§ **Exercise 1**
Rewrite the JPM passage from "As we look into" to "resurging in the JPM.", substituting "early church" for "primitive church".
§ **Exercise 2**
Extend the JPM passage with new text that follows on from its final sentence.

§ **Document segment**
== == ==

As we look into the future, the JPM also helps us to refocus our institutions by emphasizing three key missional theologies: celebration of the kingdom of God and the glorified Christ, intergenerational evangelism and the proclamation of the Word to all spheres, and on opening our hearts to the surprising work of the Holy Spirit. These missional emphases are not new to the life of the church; they were a thrust in the ministry of Jesus Christ and his disciples. Also, they are found during the establishment of the primitive church. We see them during the Reformation and resurging in the JPM.
I have thought carefully about how to close this article. I will not give you a summary or expand on the missional theology discovered in the JPM. However, instead, I want you to hear my heart in these final words. I write them on the day COVID-19 was announced as a pandemic. I write them thinking of you, on my knees, and from a farm in a small dark room in the house of a persecuted pastor of an underground house church in Cuba. As we look forward into the 21st century, the JPM and the brightness of my screen reminds us that we are light in the dark places. That no matter the era or social condition, the Holy Spirit is working and uses broken people to fulfill God’s plans for restoration of the human heart. The Holy Spirit works through in epochs of disarray. The Holy Spirit wind is the one that creates the movement; it blows where it pleases, and awakens the heart of the spiritually dead.
Let me reiterate, the Holy Spirit blows where it pleases and does not belong to any one particular Christian assembly, including the JPM. The Pentecostals and Reformed Charismatics don’t own the Holy Spirit. The evangelical mainline denominations and independent churches don’t own the Holy Spirit. Because the Spirit uses broken people, we must acknowledge that we will make mistakes. Despite its complexity and dynamism, the JPM is commonly subjected to stereotypes and mischaracterization. In the JPM, there is a dark side that resulted in hurt and suffering and many were also disappointed. But one thing is clear in our examination: the hearts of people were ABLAZE for the work of evangelism, and society witnessed the love of Christ.

== == ==

§ **Data provided**
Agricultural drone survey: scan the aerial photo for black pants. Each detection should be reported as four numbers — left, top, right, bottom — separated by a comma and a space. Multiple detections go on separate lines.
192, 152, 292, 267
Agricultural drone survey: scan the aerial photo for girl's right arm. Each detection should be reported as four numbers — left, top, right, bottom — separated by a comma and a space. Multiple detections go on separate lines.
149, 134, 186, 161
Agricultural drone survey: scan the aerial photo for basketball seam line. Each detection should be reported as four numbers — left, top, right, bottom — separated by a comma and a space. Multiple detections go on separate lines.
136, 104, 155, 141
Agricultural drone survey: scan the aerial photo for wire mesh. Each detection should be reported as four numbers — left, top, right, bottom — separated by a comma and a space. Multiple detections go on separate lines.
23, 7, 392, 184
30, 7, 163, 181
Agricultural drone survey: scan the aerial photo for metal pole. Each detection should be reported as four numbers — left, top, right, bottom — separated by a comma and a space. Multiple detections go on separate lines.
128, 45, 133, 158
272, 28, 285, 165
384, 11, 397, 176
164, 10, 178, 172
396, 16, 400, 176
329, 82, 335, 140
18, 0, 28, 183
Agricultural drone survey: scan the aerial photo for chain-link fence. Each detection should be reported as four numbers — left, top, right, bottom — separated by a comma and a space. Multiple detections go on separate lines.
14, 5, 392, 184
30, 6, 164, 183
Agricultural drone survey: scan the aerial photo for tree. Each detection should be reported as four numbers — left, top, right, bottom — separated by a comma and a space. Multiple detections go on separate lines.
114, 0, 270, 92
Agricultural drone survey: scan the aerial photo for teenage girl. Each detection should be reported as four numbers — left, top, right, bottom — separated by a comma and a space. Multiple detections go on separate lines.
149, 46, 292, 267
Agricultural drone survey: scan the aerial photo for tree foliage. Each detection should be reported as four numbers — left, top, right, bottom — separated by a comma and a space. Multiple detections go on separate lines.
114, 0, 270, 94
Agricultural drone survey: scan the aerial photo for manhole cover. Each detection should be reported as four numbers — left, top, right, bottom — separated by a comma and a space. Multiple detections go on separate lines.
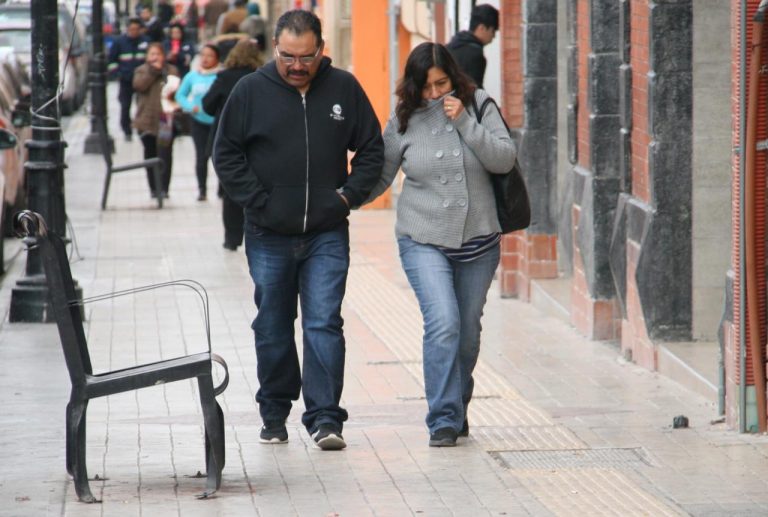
490, 448, 652, 469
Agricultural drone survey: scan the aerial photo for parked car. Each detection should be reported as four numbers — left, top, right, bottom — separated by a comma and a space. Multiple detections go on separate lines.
0, 48, 31, 239
0, 2, 89, 115
77, 0, 118, 56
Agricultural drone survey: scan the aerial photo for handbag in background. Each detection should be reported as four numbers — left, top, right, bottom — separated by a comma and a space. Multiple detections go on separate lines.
472, 95, 531, 233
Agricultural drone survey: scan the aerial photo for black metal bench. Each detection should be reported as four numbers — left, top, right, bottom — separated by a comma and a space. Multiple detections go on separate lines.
14, 210, 229, 503
97, 120, 164, 210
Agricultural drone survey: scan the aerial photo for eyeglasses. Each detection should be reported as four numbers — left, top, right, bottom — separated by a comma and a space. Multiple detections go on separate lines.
275, 47, 322, 66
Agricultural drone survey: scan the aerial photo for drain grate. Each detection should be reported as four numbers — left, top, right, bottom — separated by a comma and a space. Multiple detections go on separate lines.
496, 448, 652, 470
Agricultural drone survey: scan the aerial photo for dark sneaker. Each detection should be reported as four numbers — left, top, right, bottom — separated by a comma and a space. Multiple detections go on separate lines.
312, 424, 347, 451
259, 424, 288, 443
429, 427, 458, 447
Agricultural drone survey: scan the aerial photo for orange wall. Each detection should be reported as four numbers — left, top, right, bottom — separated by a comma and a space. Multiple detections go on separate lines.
352, 0, 392, 208
352, 0, 389, 126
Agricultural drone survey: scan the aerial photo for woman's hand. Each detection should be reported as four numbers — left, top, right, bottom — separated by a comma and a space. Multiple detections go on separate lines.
443, 95, 464, 120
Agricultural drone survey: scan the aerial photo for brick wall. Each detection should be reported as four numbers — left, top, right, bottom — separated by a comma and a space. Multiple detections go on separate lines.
500, 0, 557, 301
724, 0, 768, 427
499, 0, 525, 127
630, 0, 651, 203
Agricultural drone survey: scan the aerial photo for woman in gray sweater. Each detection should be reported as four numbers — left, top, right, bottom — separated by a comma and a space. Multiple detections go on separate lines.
369, 42, 516, 447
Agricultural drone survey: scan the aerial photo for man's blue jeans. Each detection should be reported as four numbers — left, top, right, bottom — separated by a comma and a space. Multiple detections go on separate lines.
245, 224, 349, 434
397, 237, 499, 433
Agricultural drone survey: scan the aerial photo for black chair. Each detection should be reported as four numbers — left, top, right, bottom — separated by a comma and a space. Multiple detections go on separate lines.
14, 210, 229, 503
97, 120, 164, 210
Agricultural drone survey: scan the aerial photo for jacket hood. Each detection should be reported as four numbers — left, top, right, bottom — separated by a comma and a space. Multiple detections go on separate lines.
450, 31, 483, 47
258, 56, 331, 91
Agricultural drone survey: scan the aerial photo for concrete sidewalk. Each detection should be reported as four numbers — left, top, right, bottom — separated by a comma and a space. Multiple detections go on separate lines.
0, 99, 768, 516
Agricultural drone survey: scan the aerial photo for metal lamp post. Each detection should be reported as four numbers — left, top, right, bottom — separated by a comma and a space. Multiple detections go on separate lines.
85, 0, 114, 154
9, 0, 76, 322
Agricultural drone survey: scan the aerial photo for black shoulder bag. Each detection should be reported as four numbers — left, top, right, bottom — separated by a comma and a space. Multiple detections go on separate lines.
472, 95, 531, 233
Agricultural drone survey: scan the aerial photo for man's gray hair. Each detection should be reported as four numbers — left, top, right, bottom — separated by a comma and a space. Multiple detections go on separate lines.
275, 9, 323, 47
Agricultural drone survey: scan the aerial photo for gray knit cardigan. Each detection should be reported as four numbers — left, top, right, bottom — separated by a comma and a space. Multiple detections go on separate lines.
368, 90, 517, 248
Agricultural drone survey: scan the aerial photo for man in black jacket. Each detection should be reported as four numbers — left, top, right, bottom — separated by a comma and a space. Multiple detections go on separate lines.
107, 18, 148, 141
213, 10, 384, 450
446, 4, 499, 88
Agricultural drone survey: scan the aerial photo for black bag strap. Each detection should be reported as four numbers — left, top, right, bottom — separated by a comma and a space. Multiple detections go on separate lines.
472, 95, 509, 133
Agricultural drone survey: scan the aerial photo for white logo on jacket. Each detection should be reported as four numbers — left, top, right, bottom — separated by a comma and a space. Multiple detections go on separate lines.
331, 104, 344, 121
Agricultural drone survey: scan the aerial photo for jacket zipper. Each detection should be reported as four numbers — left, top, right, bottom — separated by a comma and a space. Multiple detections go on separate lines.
301, 94, 309, 233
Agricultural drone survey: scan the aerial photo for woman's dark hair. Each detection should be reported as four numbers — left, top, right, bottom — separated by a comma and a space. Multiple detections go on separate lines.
395, 41, 475, 134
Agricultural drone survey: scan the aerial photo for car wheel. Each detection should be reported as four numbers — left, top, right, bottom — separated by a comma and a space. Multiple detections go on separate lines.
59, 99, 75, 116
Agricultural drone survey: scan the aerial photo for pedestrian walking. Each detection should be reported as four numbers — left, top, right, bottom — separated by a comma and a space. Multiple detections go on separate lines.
107, 18, 148, 142
203, 0, 229, 41
176, 43, 219, 201
217, 0, 248, 34
369, 42, 516, 447
133, 42, 179, 197
163, 22, 195, 79
139, 5, 165, 42
203, 39, 264, 251
184, 0, 201, 45
213, 10, 384, 450
448, 4, 499, 88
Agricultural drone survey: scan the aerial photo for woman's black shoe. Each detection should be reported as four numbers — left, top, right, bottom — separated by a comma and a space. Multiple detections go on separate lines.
429, 427, 458, 447
459, 418, 469, 438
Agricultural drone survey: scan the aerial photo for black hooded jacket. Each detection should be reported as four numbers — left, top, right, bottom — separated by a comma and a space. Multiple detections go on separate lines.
213, 57, 384, 235
446, 31, 486, 88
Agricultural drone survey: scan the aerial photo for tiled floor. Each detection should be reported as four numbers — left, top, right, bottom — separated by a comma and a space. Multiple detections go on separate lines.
0, 94, 768, 516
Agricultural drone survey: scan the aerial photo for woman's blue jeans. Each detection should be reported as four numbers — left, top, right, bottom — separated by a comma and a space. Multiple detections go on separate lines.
245, 223, 349, 433
397, 237, 499, 433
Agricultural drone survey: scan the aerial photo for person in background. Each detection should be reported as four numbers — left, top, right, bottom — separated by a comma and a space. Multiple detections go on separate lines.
139, 5, 165, 42
176, 43, 219, 201
217, 0, 248, 34
240, 3, 267, 41
203, 39, 264, 251
107, 18, 148, 142
447, 4, 499, 88
213, 10, 384, 450
368, 42, 516, 447
203, 0, 229, 41
157, 0, 176, 28
184, 0, 201, 45
133, 42, 179, 197
163, 23, 195, 79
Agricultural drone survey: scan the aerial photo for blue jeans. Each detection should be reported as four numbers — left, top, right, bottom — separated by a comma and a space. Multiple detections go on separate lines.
397, 237, 499, 433
245, 223, 349, 434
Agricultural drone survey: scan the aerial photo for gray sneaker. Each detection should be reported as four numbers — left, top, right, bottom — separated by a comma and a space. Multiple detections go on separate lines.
312, 424, 347, 451
259, 423, 288, 443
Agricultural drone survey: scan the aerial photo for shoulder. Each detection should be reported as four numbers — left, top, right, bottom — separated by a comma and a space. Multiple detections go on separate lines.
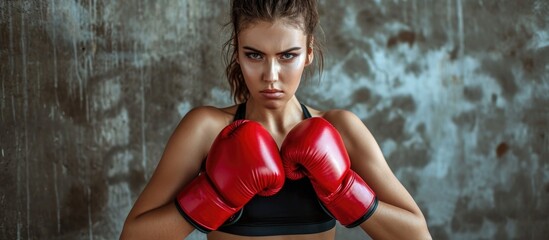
319, 109, 365, 132
170, 106, 236, 153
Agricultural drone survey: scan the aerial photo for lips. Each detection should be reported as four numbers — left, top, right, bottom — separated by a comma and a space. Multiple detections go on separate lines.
260, 89, 282, 93
260, 89, 283, 99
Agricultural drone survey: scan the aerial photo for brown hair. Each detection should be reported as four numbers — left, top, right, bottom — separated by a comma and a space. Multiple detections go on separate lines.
223, 0, 324, 103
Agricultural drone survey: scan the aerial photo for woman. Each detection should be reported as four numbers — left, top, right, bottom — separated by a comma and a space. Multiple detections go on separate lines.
121, 0, 431, 239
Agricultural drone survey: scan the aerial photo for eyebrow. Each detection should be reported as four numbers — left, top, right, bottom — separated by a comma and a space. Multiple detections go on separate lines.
242, 46, 301, 54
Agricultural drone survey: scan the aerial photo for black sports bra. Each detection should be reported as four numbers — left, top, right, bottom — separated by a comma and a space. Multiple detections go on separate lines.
218, 103, 336, 236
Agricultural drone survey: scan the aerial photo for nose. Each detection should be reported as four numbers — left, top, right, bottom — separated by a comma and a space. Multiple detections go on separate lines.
263, 60, 280, 82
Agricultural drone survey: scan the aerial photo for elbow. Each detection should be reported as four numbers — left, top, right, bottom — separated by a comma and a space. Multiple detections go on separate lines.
417, 215, 433, 240
119, 217, 136, 240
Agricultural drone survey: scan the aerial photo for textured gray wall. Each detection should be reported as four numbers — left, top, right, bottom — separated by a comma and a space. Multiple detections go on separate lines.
0, 0, 549, 239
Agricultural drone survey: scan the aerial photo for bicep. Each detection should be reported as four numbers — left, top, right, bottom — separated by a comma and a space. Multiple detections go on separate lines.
328, 112, 421, 217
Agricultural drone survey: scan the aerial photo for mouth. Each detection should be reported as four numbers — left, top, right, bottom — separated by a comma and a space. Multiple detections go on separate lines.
260, 88, 282, 93
259, 88, 284, 99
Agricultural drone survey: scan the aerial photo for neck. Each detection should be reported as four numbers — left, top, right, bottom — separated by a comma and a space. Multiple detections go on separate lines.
246, 96, 303, 135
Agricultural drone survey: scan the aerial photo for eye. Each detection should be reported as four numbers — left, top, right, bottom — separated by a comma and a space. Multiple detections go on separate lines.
280, 53, 297, 60
245, 52, 261, 60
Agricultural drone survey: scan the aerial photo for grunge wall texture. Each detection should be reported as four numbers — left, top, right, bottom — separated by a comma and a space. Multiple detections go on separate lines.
0, 0, 549, 239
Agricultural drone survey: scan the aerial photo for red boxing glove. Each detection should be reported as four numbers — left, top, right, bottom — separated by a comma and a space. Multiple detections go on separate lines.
175, 120, 285, 233
280, 117, 377, 228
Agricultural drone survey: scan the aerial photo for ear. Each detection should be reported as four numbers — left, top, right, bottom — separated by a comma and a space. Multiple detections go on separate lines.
305, 36, 315, 66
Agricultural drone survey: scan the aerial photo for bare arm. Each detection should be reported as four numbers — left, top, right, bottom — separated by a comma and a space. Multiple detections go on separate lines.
325, 110, 431, 239
120, 108, 229, 240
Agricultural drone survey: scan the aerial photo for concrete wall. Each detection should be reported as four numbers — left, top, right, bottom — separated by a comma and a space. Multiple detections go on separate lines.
0, 0, 549, 239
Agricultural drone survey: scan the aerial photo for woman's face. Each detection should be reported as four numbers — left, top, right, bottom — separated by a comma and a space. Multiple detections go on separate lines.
237, 21, 313, 107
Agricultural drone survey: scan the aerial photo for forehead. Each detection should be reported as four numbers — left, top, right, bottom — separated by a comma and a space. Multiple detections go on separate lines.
238, 21, 307, 51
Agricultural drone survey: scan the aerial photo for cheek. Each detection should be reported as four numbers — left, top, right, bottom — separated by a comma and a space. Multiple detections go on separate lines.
240, 62, 261, 78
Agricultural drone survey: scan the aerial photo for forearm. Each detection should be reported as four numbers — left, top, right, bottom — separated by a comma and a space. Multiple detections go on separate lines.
120, 203, 194, 240
360, 201, 431, 240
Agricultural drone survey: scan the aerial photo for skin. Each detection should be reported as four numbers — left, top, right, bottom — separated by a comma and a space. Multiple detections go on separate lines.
121, 20, 431, 240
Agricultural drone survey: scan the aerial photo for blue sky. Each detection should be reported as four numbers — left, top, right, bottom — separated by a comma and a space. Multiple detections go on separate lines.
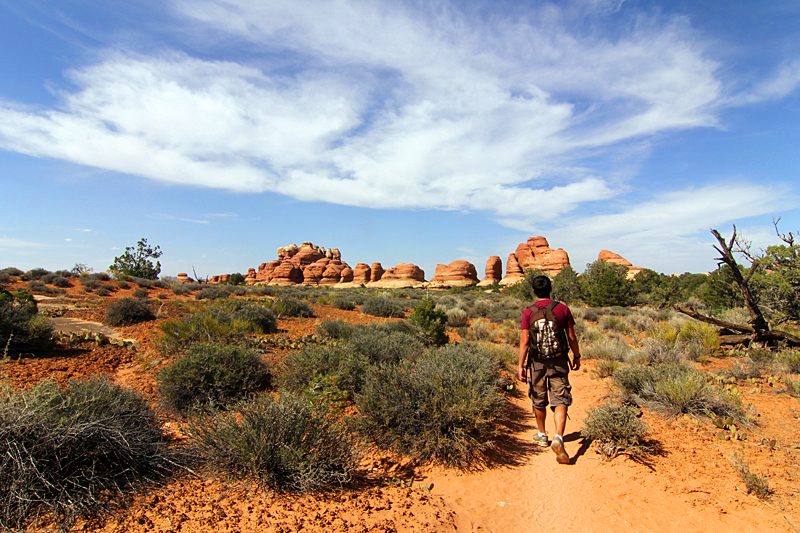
0, 0, 800, 279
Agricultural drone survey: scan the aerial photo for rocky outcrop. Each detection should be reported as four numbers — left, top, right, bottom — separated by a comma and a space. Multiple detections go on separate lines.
430, 260, 478, 288
597, 250, 644, 279
478, 255, 503, 287
369, 263, 386, 283
370, 263, 426, 288
501, 236, 569, 285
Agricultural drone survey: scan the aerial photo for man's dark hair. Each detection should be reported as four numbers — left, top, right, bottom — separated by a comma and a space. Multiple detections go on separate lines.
531, 276, 553, 298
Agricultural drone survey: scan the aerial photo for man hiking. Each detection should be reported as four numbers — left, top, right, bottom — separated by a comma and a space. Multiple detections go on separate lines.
519, 276, 581, 464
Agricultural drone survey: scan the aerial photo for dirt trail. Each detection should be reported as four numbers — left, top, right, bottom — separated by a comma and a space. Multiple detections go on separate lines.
422, 372, 800, 533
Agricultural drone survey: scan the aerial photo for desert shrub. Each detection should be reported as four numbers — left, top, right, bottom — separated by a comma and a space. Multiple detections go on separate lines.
581, 337, 631, 361
51, 276, 72, 289
0, 289, 53, 356
194, 285, 230, 300
581, 402, 647, 461
277, 344, 371, 396
0, 377, 176, 530
94, 287, 111, 296
272, 296, 314, 318
447, 307, 469, 328
103, 298, 156, 326
467, 318, 494, 341
592, 359, 622, 379
316, 320, 354, 339
777, 349, 800, 374
25, 268, 51, 280
612, 362, 749, 424
158, 301, 277, 353
356, 344, 504, 467
599, 315, 630, 335
731, 452, 774, 500
331, 296, 356, 311
361, 295, 405, 318
158, 343, 270, 413
189, 394, 359, 491
170, 283, 192, 296
408, 298, 449, 346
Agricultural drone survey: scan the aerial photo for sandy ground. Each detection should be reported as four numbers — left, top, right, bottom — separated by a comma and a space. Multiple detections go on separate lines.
5, 280, 800, 533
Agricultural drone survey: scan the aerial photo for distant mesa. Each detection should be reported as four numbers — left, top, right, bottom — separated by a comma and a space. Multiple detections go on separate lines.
200, 235, 642, 289
430, 260, 478, 289
500, 235, 570, 285
597, 250, 644, 279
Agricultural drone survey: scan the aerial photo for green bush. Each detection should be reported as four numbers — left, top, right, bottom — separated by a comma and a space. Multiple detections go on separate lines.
189, 393, 359, 491
356, 344, 505, 467
316, 319, 355, 339
108, 239, 162, 279
0, 289, 53, 357
581, 402, 647, 461
612, 362, 750, 424
159, 300, 277, 353
361, 295, 406, 318
194, 285, 230, 300
0, 377, 177, 530
408, 298, 449, 346
104, 298, 156, 326
272, 296, 314, 318
158, 343, 270, 413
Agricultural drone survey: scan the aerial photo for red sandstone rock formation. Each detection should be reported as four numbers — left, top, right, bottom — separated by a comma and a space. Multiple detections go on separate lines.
370, 263, 425, 288
431, 260, 478, 287
353, 263, 372, 284
503, 236, 569, 285
478, 255, 503, 287
369, 263, 386, 283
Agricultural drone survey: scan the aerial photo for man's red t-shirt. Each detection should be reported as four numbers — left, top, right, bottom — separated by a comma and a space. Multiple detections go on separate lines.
519, 298, 575, 331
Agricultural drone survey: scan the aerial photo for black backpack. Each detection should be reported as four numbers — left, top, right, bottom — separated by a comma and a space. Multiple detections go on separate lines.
528, 300, 569, 360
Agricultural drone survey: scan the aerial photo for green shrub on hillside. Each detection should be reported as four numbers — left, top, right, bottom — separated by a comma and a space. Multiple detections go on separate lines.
581, 402, 647, 461
0, 288, 53, 357
158, 343, 270, 413
356, 344, 504, 467
0, 378, 176, 530
104, 298, 156, 326
189, 394, 359, 491
159, 300, 277, 353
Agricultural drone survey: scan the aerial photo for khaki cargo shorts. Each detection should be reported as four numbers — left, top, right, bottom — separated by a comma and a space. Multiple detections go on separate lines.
528, 358, 572, 409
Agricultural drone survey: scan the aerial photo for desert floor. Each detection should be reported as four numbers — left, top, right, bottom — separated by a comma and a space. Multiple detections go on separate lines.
4, 283, 800, 533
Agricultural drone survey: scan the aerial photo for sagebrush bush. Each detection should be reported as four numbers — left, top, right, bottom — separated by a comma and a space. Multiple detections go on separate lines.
0, 377, 177, 530
356, 344, 504, 467
158, 343, 270, 413
0, 288, 53, 357
581, 402, 648, 461
194, 285, 230, 300
361, 295, 406, 318
189, 394, 360, 491
272, 296, 314, 318
612, 362, 750, 424
447, 307, 469, 328
581, 337, 631, 361
158, 300, 277, 353
103, 298, 156, 326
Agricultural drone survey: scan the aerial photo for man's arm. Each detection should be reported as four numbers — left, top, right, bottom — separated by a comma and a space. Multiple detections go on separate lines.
519, 329, 530, 381
567, 324, 581, 370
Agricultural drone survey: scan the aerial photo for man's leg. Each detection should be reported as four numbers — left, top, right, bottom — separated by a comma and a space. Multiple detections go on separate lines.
552, 405, 567, 437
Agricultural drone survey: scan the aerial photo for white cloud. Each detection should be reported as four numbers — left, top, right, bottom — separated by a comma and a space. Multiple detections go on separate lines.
0, 0, 722, 222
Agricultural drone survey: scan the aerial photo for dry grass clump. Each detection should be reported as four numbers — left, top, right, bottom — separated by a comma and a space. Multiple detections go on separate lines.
158, 343, 270, 413
189, 393, 359, 491
356, 344, 504, 467
581, 402, 648, 461
731, 452, 774, 500
0, 377, 176, 530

== == ==

§ **Answer space 1**
As we look into the future, the JPM also helps us to refocus our institutions by emphasizing three key missional theologies: celebration of the kingdom of God and the glorified Christ, intergenerational evangelism and the proclamation of the Word to all spheres, and on opening our hearts to the surprising work of the Holy Spirit. These missional emphases are not new to the life of the church; they were a thrust in the ministry of Jesus Christ and his disciples. Also, they are found during the establishment of the early church. We see them during the Reformation and resurging in the JPM.

§ **Answer space 2**
Can the Holy Spirit do this again? YES! Some may be skeptical at this answer, but I propose you consider looking to the past for inspiration and into the future with aspiration. So, yes! Not in the same way, of course. But our Savior can do it again, regardless of our race or background, for he is sovereign. Yes! The Holy Spirit can do it in the contexts of universities, in our students, in our churches and in our lives. With this in mind, we are designing this conference — to compel us to pursue a fresh outpouring of the Holy Spirit. To make our hearts sensitive to rekindling our passion for evangelism, and to continue faithfully preaching the transformative truths found in the gospel of the cross. It was, and it will always be, through the Holy Spirit and the eternal transforming Word of God that hearts will be brought to repentance.
Love you, dear brothers and sisters. You are the Jesus People of today. See you at Ablaze 2021.
How did the Jesus People Movement impact Christianity in America?
- Covered widely by secular society and the media.
- Led a resurgence of U.S. evangelicalism through young people.
- Introduced contemporary styles of worship and a new liturgical order.
- Helped institutions today refocus by emphasizing three key missional theologies:
- Celebration of the kingdom of God and the glorified Christ.
- Intergenerational evangelism and proclaiming the Word to all spheres.
- Opening our hearts to the surpassing work of the Holy Spirit.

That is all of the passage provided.